• **SET EXERCISE**: Copy out the lines below word for word, starting at the first line of the data and ending with the line that contains "Please outline every instance of the rear wheel.", including that line.

** start **

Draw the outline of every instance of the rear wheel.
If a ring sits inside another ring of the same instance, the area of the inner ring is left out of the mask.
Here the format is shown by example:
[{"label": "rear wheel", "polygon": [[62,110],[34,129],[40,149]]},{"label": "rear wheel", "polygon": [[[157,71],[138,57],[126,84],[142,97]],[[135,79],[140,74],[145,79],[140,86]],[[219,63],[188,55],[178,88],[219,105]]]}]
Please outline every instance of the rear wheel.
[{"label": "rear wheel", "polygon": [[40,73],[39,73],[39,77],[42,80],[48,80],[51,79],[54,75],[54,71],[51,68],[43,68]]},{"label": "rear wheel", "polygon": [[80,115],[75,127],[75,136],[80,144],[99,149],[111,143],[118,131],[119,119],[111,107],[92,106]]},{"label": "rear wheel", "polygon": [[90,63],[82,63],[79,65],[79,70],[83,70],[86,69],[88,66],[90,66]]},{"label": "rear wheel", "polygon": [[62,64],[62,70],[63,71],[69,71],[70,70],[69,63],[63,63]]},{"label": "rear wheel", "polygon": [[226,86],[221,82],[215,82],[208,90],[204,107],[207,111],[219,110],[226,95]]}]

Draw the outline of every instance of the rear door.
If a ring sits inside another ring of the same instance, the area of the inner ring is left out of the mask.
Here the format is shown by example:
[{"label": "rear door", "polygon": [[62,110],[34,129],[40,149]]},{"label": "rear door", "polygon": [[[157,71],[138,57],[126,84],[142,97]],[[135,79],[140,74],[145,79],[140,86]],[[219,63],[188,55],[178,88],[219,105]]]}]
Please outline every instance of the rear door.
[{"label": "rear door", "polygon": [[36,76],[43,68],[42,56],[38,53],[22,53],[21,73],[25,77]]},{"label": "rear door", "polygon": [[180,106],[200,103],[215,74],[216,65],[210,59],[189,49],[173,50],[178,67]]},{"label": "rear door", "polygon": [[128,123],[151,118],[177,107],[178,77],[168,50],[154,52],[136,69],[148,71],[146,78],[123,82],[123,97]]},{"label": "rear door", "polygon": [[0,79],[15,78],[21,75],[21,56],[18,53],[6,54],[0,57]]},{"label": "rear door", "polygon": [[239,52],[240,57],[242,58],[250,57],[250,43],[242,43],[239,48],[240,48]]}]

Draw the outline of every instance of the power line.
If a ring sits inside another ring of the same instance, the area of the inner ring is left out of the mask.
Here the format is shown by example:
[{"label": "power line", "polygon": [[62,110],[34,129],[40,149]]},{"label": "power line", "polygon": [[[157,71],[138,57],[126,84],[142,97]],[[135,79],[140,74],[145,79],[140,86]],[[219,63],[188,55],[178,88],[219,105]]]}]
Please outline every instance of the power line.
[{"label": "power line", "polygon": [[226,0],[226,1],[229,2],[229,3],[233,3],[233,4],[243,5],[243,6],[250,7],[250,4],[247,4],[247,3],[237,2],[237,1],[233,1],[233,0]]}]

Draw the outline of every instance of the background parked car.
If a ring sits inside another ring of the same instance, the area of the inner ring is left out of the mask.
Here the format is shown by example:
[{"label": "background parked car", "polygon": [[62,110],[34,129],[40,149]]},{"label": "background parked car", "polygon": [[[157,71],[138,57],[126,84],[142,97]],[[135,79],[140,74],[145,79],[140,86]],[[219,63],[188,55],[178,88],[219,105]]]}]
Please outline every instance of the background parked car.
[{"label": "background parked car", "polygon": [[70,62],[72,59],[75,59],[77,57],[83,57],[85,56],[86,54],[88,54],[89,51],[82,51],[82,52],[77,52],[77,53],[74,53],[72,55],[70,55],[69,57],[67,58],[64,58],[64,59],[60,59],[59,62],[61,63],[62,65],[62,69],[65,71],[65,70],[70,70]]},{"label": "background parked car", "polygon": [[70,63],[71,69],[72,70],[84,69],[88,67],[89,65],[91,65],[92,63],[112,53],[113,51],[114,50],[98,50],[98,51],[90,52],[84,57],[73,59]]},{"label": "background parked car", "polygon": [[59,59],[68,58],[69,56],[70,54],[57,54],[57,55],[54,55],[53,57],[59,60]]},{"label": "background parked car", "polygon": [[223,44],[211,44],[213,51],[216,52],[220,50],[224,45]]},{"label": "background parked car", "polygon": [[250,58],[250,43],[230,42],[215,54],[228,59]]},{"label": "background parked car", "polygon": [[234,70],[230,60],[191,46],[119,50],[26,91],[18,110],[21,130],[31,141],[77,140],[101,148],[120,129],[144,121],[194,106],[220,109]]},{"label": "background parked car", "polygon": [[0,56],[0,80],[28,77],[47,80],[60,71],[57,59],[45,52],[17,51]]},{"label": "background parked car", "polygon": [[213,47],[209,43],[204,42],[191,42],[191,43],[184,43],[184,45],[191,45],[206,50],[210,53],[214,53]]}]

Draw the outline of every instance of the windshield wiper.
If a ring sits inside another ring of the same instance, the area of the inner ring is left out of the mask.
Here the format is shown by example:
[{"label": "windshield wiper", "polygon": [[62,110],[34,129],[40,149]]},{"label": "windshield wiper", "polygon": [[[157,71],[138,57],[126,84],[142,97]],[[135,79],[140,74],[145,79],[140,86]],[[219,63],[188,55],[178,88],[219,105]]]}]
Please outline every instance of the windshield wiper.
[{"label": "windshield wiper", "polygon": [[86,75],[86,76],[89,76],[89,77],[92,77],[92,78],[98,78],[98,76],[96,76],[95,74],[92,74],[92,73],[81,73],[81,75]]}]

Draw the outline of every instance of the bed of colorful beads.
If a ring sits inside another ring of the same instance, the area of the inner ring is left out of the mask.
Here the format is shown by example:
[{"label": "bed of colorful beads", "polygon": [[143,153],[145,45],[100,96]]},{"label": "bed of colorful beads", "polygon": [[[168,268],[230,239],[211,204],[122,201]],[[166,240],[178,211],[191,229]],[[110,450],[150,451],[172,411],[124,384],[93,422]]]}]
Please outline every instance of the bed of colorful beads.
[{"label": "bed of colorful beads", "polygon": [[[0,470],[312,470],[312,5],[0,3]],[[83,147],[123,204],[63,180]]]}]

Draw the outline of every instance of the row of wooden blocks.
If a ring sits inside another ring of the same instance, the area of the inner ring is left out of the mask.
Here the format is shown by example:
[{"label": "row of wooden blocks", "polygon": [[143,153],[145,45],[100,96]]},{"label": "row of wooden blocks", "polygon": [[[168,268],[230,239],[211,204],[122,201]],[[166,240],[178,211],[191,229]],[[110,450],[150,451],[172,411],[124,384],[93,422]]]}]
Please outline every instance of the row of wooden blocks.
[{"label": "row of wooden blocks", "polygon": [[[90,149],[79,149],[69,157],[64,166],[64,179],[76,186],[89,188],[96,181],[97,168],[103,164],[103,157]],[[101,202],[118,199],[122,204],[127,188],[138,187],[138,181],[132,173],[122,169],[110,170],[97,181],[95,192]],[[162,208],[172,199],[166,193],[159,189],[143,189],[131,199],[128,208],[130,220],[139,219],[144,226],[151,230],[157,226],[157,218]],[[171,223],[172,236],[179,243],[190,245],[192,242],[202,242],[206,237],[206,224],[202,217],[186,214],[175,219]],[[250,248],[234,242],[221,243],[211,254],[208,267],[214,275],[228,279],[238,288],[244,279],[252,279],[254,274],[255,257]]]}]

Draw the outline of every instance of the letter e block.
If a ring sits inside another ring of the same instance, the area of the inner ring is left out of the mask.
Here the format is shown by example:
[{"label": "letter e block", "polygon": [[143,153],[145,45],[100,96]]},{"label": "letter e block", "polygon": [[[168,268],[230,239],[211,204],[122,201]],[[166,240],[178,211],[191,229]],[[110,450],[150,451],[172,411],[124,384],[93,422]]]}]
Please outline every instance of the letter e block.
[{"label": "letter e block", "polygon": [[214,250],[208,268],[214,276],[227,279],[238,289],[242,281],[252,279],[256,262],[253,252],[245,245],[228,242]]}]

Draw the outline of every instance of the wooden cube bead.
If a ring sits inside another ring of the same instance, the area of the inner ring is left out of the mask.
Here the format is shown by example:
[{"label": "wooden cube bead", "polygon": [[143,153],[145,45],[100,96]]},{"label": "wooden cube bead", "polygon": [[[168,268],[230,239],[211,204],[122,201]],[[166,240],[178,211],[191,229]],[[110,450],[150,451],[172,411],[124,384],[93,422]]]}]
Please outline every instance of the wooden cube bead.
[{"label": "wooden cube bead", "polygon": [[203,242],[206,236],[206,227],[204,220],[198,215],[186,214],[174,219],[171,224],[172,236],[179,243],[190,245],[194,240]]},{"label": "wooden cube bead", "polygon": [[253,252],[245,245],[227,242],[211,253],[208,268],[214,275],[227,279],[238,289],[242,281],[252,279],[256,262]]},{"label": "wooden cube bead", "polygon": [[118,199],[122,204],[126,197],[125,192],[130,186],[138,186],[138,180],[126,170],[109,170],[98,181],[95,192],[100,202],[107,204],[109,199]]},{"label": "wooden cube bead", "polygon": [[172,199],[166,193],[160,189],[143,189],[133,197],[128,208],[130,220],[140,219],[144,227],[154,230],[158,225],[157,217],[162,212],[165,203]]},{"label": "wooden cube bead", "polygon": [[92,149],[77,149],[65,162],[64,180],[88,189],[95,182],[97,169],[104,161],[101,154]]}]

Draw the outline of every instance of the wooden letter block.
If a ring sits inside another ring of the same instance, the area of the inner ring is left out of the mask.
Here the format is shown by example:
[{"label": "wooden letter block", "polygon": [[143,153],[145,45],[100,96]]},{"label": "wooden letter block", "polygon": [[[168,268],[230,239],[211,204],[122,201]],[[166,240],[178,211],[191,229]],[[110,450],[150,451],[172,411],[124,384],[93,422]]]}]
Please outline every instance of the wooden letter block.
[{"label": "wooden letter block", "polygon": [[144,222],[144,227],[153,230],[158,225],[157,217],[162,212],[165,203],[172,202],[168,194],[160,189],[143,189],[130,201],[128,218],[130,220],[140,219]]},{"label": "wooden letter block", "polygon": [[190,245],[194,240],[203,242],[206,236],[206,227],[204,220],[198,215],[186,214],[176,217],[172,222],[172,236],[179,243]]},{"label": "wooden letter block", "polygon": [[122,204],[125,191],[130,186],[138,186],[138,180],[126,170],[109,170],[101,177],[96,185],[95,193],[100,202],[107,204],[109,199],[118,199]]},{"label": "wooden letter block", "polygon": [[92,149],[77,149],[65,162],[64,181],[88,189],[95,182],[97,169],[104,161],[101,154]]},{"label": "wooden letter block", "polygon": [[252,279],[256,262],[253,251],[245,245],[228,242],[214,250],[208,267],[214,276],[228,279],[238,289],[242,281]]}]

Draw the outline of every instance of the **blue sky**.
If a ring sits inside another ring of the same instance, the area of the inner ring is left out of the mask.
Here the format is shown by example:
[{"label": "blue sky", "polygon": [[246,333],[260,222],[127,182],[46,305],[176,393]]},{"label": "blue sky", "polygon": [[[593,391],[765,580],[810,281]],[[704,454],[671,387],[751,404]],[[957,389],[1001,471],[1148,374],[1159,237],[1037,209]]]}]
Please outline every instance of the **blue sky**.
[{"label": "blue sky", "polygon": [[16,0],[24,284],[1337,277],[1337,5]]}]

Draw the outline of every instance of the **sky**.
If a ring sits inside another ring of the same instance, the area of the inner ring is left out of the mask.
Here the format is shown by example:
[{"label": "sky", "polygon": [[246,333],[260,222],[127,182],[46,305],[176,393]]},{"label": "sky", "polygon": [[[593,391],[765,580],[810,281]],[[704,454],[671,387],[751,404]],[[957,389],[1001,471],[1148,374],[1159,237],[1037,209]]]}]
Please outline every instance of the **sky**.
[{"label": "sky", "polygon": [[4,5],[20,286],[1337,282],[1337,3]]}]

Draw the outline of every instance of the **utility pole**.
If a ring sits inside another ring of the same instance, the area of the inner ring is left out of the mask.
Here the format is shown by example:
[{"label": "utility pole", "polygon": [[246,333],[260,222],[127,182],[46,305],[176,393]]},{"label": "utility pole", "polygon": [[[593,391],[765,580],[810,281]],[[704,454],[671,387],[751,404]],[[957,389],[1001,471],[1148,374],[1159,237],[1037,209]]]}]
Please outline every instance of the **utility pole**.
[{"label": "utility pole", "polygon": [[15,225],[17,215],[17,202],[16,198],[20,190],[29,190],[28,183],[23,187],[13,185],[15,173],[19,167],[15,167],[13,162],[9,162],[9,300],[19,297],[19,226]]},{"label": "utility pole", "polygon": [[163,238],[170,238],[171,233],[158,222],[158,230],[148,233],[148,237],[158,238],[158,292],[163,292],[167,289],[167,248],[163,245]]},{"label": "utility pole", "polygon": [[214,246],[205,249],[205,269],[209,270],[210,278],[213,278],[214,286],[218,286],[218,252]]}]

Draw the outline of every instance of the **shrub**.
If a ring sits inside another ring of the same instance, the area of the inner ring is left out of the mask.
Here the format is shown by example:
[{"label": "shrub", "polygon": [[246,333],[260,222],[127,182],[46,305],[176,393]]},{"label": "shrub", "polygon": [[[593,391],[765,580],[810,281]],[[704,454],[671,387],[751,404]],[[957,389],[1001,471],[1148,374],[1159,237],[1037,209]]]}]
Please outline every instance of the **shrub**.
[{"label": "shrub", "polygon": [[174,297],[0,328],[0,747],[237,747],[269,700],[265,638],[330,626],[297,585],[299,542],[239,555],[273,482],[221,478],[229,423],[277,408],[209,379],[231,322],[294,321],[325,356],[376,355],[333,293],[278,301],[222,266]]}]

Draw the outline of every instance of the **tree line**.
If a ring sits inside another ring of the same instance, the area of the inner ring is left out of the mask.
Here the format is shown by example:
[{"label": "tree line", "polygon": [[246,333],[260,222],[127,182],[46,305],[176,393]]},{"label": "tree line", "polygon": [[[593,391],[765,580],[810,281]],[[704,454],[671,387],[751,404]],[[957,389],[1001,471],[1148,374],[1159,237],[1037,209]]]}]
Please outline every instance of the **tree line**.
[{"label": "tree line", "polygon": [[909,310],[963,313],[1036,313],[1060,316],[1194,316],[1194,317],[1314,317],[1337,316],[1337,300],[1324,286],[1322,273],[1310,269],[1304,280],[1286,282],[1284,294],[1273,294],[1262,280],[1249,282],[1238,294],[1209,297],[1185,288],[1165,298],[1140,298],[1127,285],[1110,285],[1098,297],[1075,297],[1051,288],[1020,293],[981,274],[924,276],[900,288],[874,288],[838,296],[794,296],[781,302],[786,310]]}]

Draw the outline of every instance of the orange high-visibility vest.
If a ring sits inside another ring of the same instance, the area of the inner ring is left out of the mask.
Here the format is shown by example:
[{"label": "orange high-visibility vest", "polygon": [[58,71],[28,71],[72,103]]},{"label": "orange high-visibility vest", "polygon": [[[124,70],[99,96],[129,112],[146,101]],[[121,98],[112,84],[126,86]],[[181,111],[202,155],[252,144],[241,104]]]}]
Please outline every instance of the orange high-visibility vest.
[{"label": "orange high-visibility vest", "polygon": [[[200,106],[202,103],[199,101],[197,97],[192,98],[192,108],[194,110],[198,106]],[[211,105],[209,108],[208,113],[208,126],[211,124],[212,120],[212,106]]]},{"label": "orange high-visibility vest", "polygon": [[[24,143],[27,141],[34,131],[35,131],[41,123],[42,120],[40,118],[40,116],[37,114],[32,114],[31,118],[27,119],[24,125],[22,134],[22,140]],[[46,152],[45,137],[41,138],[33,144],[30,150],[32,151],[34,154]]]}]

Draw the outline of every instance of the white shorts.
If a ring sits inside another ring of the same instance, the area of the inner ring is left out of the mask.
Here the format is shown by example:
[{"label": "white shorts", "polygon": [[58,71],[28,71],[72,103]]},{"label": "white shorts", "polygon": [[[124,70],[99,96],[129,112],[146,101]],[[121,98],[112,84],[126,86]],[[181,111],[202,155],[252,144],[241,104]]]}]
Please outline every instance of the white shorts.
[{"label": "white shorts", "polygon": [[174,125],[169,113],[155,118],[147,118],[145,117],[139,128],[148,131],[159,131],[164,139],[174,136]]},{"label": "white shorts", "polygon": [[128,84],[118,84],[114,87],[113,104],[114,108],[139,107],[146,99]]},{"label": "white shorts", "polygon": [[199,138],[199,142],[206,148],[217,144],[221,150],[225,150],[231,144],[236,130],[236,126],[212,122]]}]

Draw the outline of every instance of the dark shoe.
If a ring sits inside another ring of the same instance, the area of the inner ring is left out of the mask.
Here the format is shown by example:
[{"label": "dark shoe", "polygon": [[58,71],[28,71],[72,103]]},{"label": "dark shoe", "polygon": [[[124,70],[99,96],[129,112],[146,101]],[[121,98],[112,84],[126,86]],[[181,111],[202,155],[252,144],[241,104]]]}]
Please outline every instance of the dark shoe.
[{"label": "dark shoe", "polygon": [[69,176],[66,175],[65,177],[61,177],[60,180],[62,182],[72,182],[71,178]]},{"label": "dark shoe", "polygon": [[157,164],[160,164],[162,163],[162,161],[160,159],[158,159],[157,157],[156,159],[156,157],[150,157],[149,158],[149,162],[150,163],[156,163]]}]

** end **

• **WRITTEN RESPONSE**:
Draw the outline of every instance of the rear wheel.
If a ring sits inside another ring of the same instance, the area of the inner ring is left out of the mask.
Here the format is shown by example:
[{"label": "rear wheel", "polygon": [[62,110],[34,129],[40,149]]},{"label": "rear wheel", "polygon": [[[157,71],[138,57],[126,84],[142,97]],[[135,79],[140,74],[145,79],[140,86]],[[219,63],[188,55],[178,88],[219,105]]]}]
Please outline every instance of the rear wheel.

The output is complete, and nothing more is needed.